# SOURCE EXTRACT:

<<<<

Study Suggests Elevated Suicide Risk in Women with Polycystic Ovary Syndrome

Study Suggests Elevated Suicide Risk in Women with Polycystic Ovary Syndrome

Researchers find those with PCOS had 8.47-fold higher risk than similar women without the condition.

Women diagnosed with polycystic ovary syndrome may have an increased risk of attempting suicide, research suggests.

PCOS is a common health condition thought to affect about one in 10 women in the UK, although many cases are undiagnosed.

The condition can cause irregular periods, acne, obesity, and cysts in the ovaries among other symptoms, with the World Health Organization noting PCOS as a leading cause of infertility.

Now a large study by researchers in Taiwan suggests people diagnosed with the condition have an increased risk of suicide attempts.

Writing in the Annals of Internal Medicine, researchers from Taipei Veterans general hospital in Taiwan describe how they analysed nationwide data from 8,960 women and girls aged 12 to 64 diagnosed with PCOS, covering a period from 1997 to 2012. None of those included in the study had a history of suicide attempts.

After taking into account factors including psychiatric disorders, other health conditions and demographics, the team found those with PCOS had an 8.47-fold higher risk for suicide attempts than women without PCOS but who otherwise had similar characteristics.

>>>>

# STUDY MATERIAL:
<<<<

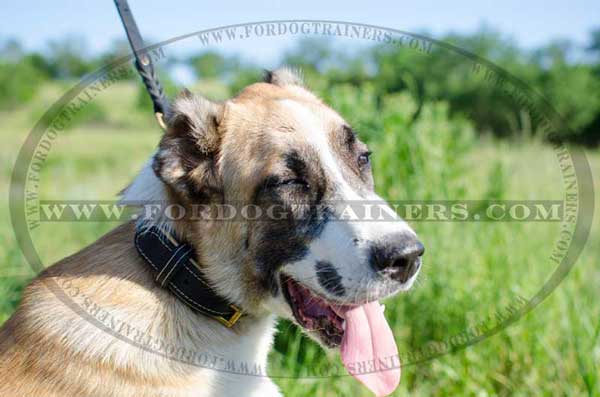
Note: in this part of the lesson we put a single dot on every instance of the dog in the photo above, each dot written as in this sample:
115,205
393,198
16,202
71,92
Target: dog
275,143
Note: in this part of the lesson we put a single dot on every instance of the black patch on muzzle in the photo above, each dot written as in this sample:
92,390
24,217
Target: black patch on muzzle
329,278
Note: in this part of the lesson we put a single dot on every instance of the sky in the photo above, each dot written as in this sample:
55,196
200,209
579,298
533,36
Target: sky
530,23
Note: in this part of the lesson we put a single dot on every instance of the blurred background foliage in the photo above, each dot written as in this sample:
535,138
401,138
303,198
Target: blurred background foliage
566,74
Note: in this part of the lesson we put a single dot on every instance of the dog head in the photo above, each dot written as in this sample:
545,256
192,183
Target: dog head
278,149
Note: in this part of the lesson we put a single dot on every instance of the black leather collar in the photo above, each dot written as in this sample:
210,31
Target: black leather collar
175,268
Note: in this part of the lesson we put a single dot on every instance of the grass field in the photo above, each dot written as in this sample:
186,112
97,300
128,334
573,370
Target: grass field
471,269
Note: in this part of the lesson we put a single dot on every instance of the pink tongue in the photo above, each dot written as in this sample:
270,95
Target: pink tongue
369,351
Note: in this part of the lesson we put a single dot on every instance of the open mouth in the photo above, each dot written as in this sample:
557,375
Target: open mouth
361,332
314,313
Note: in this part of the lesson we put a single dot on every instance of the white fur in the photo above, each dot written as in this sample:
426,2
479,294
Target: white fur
344,243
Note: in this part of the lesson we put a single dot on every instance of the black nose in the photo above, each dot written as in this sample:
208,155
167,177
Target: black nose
398,257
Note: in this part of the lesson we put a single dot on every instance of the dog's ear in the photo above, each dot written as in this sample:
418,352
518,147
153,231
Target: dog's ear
186,156
284,76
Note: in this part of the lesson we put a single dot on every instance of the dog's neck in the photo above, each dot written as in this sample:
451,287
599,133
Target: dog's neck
122,320
141,330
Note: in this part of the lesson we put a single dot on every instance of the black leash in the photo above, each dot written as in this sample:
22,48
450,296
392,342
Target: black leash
143,62
171,261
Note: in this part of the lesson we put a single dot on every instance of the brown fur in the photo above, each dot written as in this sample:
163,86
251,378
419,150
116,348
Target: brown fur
211,153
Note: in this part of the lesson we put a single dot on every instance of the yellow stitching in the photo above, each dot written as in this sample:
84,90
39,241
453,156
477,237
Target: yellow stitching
194,302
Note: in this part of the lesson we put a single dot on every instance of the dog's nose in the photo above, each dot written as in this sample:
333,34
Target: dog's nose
398,257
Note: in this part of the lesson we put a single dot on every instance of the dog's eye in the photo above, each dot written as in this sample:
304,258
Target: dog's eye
364,159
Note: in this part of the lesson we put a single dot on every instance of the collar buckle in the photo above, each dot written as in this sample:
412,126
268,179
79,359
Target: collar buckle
230,322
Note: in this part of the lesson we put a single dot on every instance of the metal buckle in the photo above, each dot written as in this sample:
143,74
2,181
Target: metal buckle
230,322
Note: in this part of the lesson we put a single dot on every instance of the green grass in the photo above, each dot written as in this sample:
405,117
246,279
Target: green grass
470,270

>>>>

# ACTIVITY LIST:
1 > In the article on PCOS and suicide risk, what finding leads the researchers to suggest that women with PCOS face a higher risk of suicide attempts? Answer in one to three sentences.
2 > According to the PCOS article, in which journal did the Taiwanese researchers publish their study?
3 > Continue the article on PCOS and suicide risk after its last sentence.

# RESPONSES IN ORDER:
1 > After accounting for psychiatric disorders, other health conditions and demographics, the team found that women with PCOS had an 8.47-fold higher risk of suicide attempts than women without PCOS who were otherwise similar.

2 > The Annals of Internal Medicine.

3 >
When the team broke down the findings by age, they found the risk of suicide attempts was 5.38 times higher for adolescents, 9.15 times higher for adults under 40, and 3.75 times higher for older adults, compared with controls.

The authors of the study suggest concerns over the impact of PCOS, including potential infertility and worries over body image, could be among the factors at play.

“Body image concerns, including perceived obesity and acne, have been associated with suicide risk during adolescence, and these problems are common among adolescents with PCOS,” they write, adding that young adults may experience additional challenges such as unemployment, financial difficulties and relationship problems.

The drop in increased risk in older adults, the team suggest, could be linked to an improvement in the symptoms of PCOS with age.

While the research has limitations, including that it cannot prove cause and effect and could not take into account all possible factors that may muddy the waters, it is not the first to suggest an association between PCOS and suicide.

Dr Sophie Williams of the University of Derby, who was not involved in the new research, said a number of studies had revealed similar findings in recent years, while her own work had raised concerns around self-harm and suicidal ideation among women with PCOS.

“We know that women with PCOS are more likely to have depression and anxiety – that’s been shown time and time again in a number of research papers,” she added.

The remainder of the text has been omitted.